# Work item:
Take the data and return it in full. Change nothing.

# Record extracts:
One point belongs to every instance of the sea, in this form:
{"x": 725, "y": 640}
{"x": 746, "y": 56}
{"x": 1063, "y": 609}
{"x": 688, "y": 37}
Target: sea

# Result of the exercise:
One point belongs to every instance of the sea, in this form:
{"x": 725, "y": 640}
{"x": 746, "y": 56}
{"x": 1063, "y": 609}
{"x": 688, "y": 37}
Target: sea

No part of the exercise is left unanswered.